▶ **Check your understanding**:
- a) From the excerpt on refusal of care, extract everything from "After being admitted" down to "her own decisions.".
- b) In the excerpt on refusal of care, how old was the bed-bound woman in the difficult case Carrese describes?

▶ **Excerpt to read**:
+ + + +
Carrese indicates that in his own practice as a primary care physician, "for the past several years, more of my patients have died in their home, with family under home hospice than in the hospital."
A complex case
There are cases when the decision is not made easily, depending on circumstances of the patient's health needs and lack of family support or adequate resources for home health care or hospice.
Carrese explains such a difficult case "a chronically debilitated and bed-bound 86-year-old woman," who despite having no family or financial resources, wished above all considerations to return home. Carrese describes the case in his paper, "Refusal of Care: Patients' Well-being and Physicians' Ethical Obligations," published in JAMA in 2006.1
In the paper, he writes, "Honoring patients' wishes becomes difficult when doing so threatens their well-being."
After being admitted to the hospital "with an acute change of mental status," the woman was ultimately stabilized. The patient wanted at all costs to go directly home from the hospital. A representative of Adult Protective Services, who was involved, felt that from a safety perspective, "the patient should not be at home in her current state," according to the paper.
However, the patient had been determined to be capable of making her own decisions.
+ + + +
Rows from a dataset
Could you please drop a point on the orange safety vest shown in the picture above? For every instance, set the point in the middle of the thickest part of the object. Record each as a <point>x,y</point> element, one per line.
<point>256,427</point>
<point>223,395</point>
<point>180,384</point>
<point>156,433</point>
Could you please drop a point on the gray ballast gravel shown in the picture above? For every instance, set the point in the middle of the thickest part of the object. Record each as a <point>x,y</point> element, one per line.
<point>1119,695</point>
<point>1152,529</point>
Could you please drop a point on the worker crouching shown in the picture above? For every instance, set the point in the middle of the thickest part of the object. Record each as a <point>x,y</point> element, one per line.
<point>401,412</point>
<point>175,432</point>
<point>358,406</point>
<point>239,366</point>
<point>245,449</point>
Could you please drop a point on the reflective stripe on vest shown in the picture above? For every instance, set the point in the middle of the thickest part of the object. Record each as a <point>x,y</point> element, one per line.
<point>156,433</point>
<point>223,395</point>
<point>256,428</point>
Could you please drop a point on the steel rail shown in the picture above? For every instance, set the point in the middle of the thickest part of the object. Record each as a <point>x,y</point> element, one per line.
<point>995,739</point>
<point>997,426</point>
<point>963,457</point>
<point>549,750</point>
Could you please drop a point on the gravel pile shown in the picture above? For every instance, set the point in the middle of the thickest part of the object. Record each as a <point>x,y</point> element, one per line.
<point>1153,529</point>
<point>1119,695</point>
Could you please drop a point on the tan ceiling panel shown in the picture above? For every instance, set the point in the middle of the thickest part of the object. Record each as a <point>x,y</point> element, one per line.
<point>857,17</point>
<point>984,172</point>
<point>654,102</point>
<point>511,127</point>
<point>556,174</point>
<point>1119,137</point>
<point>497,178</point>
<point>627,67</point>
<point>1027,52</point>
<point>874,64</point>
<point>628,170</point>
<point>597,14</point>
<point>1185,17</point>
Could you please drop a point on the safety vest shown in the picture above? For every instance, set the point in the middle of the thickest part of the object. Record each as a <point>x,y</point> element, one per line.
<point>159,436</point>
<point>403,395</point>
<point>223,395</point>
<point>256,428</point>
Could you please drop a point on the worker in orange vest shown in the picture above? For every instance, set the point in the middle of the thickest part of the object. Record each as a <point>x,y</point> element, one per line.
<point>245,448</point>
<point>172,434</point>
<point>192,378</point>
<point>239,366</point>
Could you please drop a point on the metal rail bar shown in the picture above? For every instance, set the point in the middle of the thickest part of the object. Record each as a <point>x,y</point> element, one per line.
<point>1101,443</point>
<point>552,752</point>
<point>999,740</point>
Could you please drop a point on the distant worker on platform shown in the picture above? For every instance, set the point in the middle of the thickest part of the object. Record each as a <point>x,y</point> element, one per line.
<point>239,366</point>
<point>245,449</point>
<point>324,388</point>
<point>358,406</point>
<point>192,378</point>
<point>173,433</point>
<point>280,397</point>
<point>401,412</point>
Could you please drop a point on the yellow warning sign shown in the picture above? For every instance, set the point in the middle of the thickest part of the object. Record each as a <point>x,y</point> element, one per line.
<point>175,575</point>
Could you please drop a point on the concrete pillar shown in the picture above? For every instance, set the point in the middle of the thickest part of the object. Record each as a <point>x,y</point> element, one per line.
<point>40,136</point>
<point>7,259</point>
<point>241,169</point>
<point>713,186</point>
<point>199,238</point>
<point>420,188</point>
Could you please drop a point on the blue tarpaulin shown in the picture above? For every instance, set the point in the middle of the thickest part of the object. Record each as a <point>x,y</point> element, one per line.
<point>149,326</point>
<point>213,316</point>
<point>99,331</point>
+ + + +
▶ **Exercise solutions**:
- a)
After being admitted to the hospital "with an acute change of mental status," the woman was ultimately stabilized. The patient wanted at all costs to go directly home from the hospital. A representative of Adult Protective Services, who was involved, felt that from a safety perspective, "the patient should not be at home in her current state," according to the paper.
However, the patient had been determined to be capable of making her own decisions.

- b) She was 86 years old.